§ **TASK STATEMENT**
Write the listing below as a JSON array of strings, one string per line, with blank lines omitted.

§ **SOURCE MATERIAL**
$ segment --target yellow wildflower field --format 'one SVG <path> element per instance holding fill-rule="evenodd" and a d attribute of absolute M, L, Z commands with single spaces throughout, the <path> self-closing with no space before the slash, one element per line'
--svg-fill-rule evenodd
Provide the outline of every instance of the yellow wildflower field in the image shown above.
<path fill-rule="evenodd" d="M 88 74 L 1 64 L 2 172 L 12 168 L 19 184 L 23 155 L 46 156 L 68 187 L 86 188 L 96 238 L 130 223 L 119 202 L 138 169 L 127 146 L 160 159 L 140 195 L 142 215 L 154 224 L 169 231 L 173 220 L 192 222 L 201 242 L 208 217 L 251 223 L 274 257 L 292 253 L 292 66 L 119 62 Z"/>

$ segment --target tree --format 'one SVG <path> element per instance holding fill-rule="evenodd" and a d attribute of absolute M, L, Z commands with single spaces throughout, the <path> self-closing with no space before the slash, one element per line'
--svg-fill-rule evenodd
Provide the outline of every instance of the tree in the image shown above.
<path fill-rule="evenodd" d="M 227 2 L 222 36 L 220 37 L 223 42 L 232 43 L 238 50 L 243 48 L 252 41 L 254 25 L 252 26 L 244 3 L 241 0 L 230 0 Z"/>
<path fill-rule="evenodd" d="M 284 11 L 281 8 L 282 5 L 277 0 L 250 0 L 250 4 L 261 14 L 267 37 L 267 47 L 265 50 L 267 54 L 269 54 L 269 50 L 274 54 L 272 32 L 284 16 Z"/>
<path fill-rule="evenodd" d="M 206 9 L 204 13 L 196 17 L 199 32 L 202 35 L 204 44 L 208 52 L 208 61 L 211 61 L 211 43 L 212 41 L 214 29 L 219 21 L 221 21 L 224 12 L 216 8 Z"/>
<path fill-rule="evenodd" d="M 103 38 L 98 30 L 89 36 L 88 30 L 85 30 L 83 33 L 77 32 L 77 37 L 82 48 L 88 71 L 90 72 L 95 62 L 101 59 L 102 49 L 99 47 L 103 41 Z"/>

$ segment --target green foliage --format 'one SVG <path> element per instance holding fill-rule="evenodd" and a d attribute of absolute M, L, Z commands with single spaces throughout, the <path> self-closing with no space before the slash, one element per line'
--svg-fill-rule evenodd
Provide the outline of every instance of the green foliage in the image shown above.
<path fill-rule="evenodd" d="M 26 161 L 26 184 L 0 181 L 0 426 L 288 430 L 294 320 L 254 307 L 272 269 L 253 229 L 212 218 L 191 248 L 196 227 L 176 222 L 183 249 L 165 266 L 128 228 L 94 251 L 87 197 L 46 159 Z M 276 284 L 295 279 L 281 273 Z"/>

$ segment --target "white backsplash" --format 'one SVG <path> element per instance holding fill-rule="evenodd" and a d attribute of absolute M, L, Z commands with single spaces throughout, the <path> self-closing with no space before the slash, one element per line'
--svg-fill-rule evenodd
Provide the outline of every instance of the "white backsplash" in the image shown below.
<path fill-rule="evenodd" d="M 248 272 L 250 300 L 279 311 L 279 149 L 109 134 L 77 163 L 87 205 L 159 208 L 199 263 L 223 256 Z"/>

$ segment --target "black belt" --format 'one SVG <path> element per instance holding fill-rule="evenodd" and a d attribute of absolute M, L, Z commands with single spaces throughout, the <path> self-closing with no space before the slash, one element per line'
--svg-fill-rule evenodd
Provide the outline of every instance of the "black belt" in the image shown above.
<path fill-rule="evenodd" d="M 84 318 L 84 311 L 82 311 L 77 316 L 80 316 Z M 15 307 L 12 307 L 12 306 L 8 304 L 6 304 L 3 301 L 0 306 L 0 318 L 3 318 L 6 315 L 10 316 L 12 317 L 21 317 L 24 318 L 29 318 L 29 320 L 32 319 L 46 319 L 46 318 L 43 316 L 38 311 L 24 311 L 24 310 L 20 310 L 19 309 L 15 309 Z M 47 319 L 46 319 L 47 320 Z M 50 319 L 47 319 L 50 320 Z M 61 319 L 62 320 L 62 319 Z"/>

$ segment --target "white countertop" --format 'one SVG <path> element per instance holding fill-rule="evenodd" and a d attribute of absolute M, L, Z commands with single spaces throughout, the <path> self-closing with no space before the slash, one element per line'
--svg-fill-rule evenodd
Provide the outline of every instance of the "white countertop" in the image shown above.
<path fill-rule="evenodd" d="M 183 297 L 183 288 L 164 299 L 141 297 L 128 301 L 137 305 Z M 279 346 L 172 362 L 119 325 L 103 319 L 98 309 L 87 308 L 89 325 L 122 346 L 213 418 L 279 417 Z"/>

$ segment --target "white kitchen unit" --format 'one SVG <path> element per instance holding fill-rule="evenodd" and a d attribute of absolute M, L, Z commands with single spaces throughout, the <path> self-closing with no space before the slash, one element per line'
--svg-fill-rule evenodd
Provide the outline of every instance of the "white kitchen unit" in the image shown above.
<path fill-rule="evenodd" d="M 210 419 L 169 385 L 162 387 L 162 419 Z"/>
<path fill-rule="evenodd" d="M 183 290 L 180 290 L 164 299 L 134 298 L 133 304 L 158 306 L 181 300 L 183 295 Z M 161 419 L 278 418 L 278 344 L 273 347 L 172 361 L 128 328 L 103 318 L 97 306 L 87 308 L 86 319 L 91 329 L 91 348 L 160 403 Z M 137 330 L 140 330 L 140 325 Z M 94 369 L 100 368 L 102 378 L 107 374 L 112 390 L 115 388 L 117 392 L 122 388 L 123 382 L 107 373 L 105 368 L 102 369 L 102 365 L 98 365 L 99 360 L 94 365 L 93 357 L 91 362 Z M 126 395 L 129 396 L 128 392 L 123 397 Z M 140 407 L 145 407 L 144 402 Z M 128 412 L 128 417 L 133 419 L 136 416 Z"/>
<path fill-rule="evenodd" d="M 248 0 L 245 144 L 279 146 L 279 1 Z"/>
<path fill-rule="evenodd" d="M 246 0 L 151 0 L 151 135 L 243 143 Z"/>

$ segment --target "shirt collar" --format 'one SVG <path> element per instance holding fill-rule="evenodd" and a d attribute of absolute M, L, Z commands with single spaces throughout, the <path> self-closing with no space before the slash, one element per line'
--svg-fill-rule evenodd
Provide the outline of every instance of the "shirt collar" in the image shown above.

§ **SOLUTION TO THE EXERCISE**
[
  "$ segment --target yellow wildflower field --format 'one SVG <path> element per instance holding fill-rule=\"evenodd\" and a d attribute of absolute M, L, Z commands with single spaces throughout, the <path> self-closing with no space before the slash, one element per line'",
  "--svg-fill-rule evenodd",
  "Provide the outline of every instance of the yellow wildflower field in the image shown above.",
  "<path fill-rule=\"evenodd\" d=\"M 88 74 L 1 64 L 2 172 L 12 168 L 19 184 L 23 155 L 46 156 L 68 187 L 86 188 L 96 238 L 130 223 L 119 202 L 138 169 L 127 146 L 160 159 L 140 195 L 142 215 L 154 224 L 169 231 L 173 220 L 192 222 L 201 242 L 208 217 L 251 223 L 274 257 L 292 253 L 292 66 L 119 62 Z\"/>",
  "$ segment --target tree --format 'one SVG <path> element per instance holding fill-rule=\"evenodd\" and a d attribute of absolute M, L, Z commands with single spaces throughout, the <path> self-closing with no space before the slash, one element per line'",
  "--svg-fill-rule evenodd",
  "Provide the outline of every instance of the tree in the image shown above.",
  "<path fill-rule=\"evenodd\" d=\"M 227 2 L 222 36 L 220 37 L 223 42 L 232 43 L 238 50 L 243 48 L 252 41 L 254 25 L 252 26 L 244 3 L 241 0 L 230 0 Z\"/>",
  "<path fill-rule=\"evenodd\" d=\"M 284 11 L 281 8 L 282 5 L 277 0 L 250 0 L 250 4 L 261 14 L 267 37 L 267 47 L 265 50 L 267 54 L 269 54 L 269 50 L 274 54 L 272 32 L 284 16 Z\"/>",
  "<path fill-rule=\"evenodd\" d=\"M 206 9 L 204 13 L 196 17 L 199 32 L 202 35 L 204 44 L 208 52 L 208 61 L 211 61 L 211 43 L 212 41 L 214 29 L 219 21 L 221 21 L 224 12 L 216 8 Z\"/>",
  "<path fill-rule=\"evenodd\" d=\"M 103 38 L 98 30 L 89 36 L 88 30 L 85 30 L 83 33 L 77 32 L 77 37 L 82 48 L 88 71 L 90 72 L 95 62 L 101 59 L 102 49 L 99 47 L 103 41 Z\"/>",
  "$ segment --target green foliage --format 'one SVG <path> element per instance holding fill-rule=\"evenodd\" and a d attribute of absolute M, L, Z commands with single spaces throughout, the <path> self-closing with no space before the slash, one element per line'",
  "--svg-fill-rule evenodd",
  "Provide the outline of every instance of the green foliage in the image shown above.",
  "<path fill-rule=\"evenodd\" d=\"M 26 161 L 26 184 L 0 181 L 0 426 L 288 430 L 294 320 L 254 307 L 272 269 L 253 229 L 212 218 L 191 248 L 196 227 L 176 222 L 183 249 L 165 266 L 128 228 L 94 251 L 87 197 L 46 159 Z M 276 284 L 295 279 L 281 273 Z\"/>",
  "$ segment --target \"white backsplash\" --format 'one SVG <path> element per instance holding fill-rule=\"evenodd\" and a d attribute of absolute M, L, Z commands with single spaces throughout, the <path> self-closing with no space before the slash, one element per line'",
  "--svg-fill-rule evenodd",
  "Provide the outline of every instance of the \"white backsplash\" in the image shown below.",
  "<path fill-rule=\"evenodd\" d=\"M 248 272 L 250 300 L 279 311 L 279 149 L 109 134 L 77 163 L 87 205 L 159 208 L 199 263 L 223 256 Z\"/>",
  "$ segment --target \"black belt\" --format 'one SVG <path> element per instance holding fill-rule=\"evenodd\" and a d attribute of absolute M, L, Z commands with single spaces throughout, the <path> self-closing with no space before the slash, one element per line'",
  "--svg-fill-rule evenodd",
  "Provide the outline of every instance of the \"black belt\" in the image shown above.",
  "<path fill-rule=\"evenodd\" d=\"M 84 318 L 84 311 L 82 311 L 77 316 L 80 316 Z M 15 307 L 12 307 L 12 306 L 8 304 L 6 304 L 3 301 L 0 306 L 0 318 L 3 318 L 6 315 L 10 316 L 12 317 L 21 317 L 24 318 L 29 318 L 29 320 L 32 319 L 46 319 L 46 318 L 43 316 L 38 311 L 24 311 L 24 310 L 20 310 L 19 309 L 15 309 Z M 47 319 L 46 319 L 47 320 Z M 50 319 L 47 319 L 50 320 Z M 61 319 L 62 320 L 62 319 Z\"/>",
  "$ segment --target \"white countertop\" --format 'one SVG <path> element per instance holding fill-rule=\"evenodd\" and a d attribute of absolute M, L, Z commands with single spaces throughout, the <path> self-closing with no space before the slash, one element per line'",
  "--svg-fill-rule evenodd",
  "Provide the outline of every instance of the \"white countertop\" in the image shown above.",
  "<path fill-rule=\"evenodd\" d=\"M 183 297 L 183 288 L 164 299 L 141 297 L 128 301 L 137 305 Z M 279 346 L 172 362 L 119 325 L 103 319 L 98 309 L 87 308 L 89 325 L 122 346 L 213 418 L 279 417 Z\"/>",
  "$ segment --target \"white kitchen unit\" --format 'one SVG <path> element per instance holding fill-rule=\"evenodd\" and a d attribute of absolute M, L, Z commands with single spaces throughout, the <path> self-closing with no space before the slash, one element per line'",
  "--svg-fill-rule evenodd",
  "Provide the outline of every instance of the \"white kitchen unit\" in the image shown above.",
  "<path fill-rule=\"evenodd\" d=\"M 210 419 L 169 385 L 162 387 L 162 419 Z\"/>",
  "<path fill-rule=\"evenodd\" d=\"M 183 290 L 180 290 L 164 299 L 134 298 L 133 304 L 158 306 L 181 300 L 183 295 Z M 161 419 L 278 418 L 278 344 L 273 347 L 172 361 L 128 328 L 103 318 L 97 306 L 87 308 L 86 319 L 91 329 L 91 348 L 160 403 Z M 137 330 L 140 330 L 140 325 Z M 94 369 L 100 368 L 102 378 L 107 374 L 112 390 L 115 388 L 117 392 L 122 388 L 123 382 L 107 373 L 105 368 L 102 369 L 102 365 L 98 365 L 99 360 L 94 365 L 93 357 L 91 362 Z M 126 395 L 129 396 L 128 392 L 123 397 Z M 140 407 L 145 407 L 144 402 Z M 128 412 L 128 417 L 133 419 L 136 416 Z\"/>",
  "<path fill-rule=\"evenodd\" d=\"M 248 0 L 245 144 L 279 146 L 279 1 Z\"/>",
  "<path fill-rule=\"evenodd\" d=\"M 246 0 L 151 0 L 151 135 L 243 143 Z\"/>",
  "$ segment --target \"shirt collar\" --format 'one SVG <path> element per instance holding fill-rule=\"evenodd\" and a d attribute of absolute M, L, Z commands with single spaces throughout, the <path> self-closing with no space before the slash, one element per line'",
  "--svg-fill-rule evenodd",
  "Provide the outline of every instance of the \"shirt collar\" in the image shown above."
]